*** Opening of Exercise data ***
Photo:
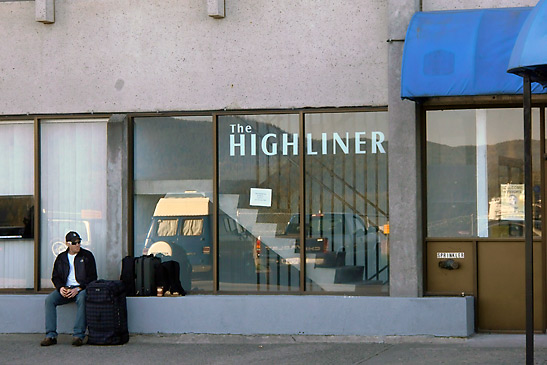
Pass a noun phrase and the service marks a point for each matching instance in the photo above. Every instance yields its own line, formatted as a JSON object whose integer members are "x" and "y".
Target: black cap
{"x": 72, "y": 237}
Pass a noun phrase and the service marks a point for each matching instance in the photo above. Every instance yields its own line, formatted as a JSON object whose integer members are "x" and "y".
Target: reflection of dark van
{"x": 181, "y": 229}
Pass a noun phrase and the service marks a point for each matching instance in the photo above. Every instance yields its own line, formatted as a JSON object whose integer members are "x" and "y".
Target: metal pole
{"x": 528, "y": 222}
*** Close of Exercise data ***
■ **Task prompt**
Give each record above back word for word, but carry over none of the pictures.

■ **Task solution**
Photo:
Pass a noun phrase and the service marks a point for each matching instance in the photo above. Every instance yields its own line, formatted as a JSON object whose integer members are "x" and "y".
Target: black cap
{"x": 72, "y": 237}
Pass a noun phrase and the service marks a point for each matching instance in the photo above. Every instance yields its own line, formatted as a JSON object whose integer members are "x" and "y".
Target: reflection of dark van
{"x": 181, "y": 229}
Pass a noun phrase and the service marks a point for each matching instance in the photo above. Every instance yields its own line, formatted as a JSON object whose integer members are "x" and "y".
Target: metal pole
{"x": 528, "y": 222}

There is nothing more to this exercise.